Indicate how many lines in the listing below contain the word "wall". No other output is permitted.

BEGIN DATA TO PROCESS

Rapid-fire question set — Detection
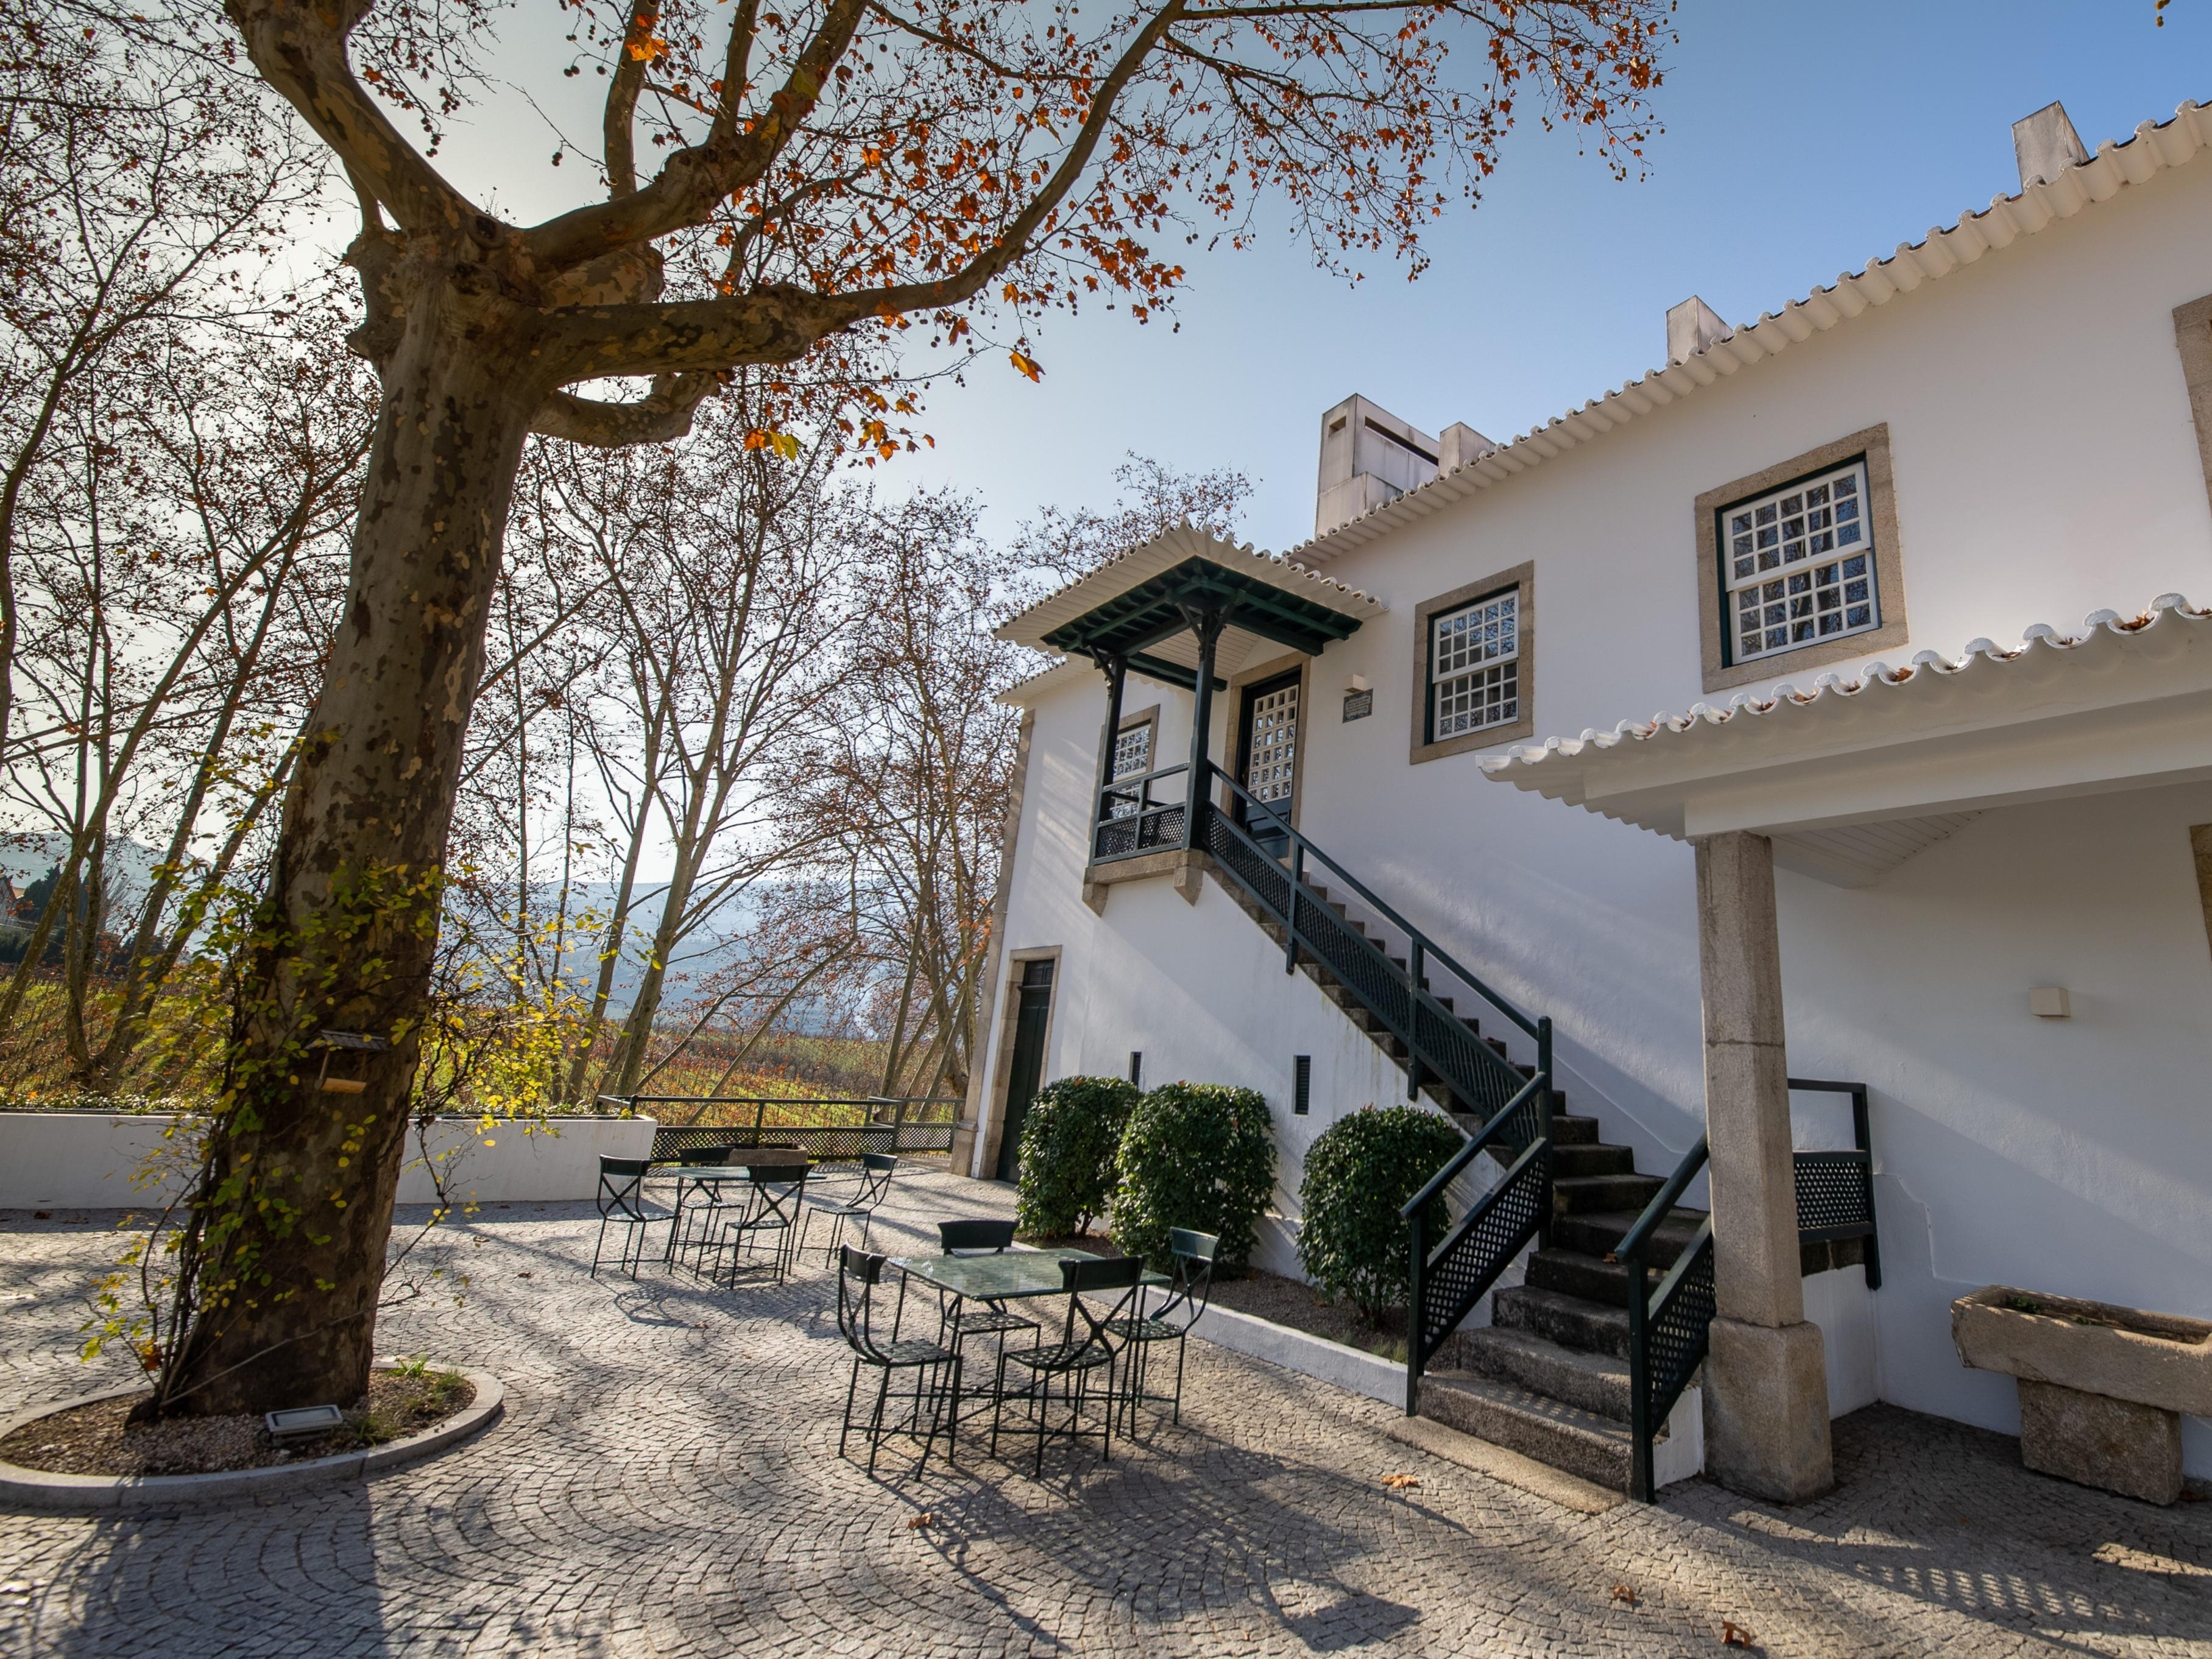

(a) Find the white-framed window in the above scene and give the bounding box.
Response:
[1108,720,1151,818]
[1723,459,1878,664]
[1429,588,1520,742]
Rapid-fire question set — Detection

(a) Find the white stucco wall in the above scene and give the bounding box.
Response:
[0,1113,655,1211]
[982,147,2212,1473]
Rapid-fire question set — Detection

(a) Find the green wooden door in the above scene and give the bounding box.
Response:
[995,959,1056,1182]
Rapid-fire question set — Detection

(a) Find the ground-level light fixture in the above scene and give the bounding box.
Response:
[264,1404,345,1444]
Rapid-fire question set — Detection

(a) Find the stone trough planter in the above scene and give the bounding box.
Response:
[0,1363,503,1514]
[1952,1286,2212,1504]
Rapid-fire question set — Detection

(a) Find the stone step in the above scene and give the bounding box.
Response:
[1552,1172,1664,1217]
[1414,1370,1642,1490]
[1550,1113,1599,1147]
[1550,1143,1635,1180]
[1550,1206,1708,1268]
[1453,1326,1636,1424]
[1525,1247,1640,1309]
[1492,1284,1633,1361]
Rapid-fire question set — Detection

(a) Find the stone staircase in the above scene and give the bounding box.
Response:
[1213,868,1709,1490]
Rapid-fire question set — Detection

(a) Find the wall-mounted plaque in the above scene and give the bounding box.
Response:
[1342,689,1374,722]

END DATA TO PROCESS

**EXERCISE RESPONSE**
2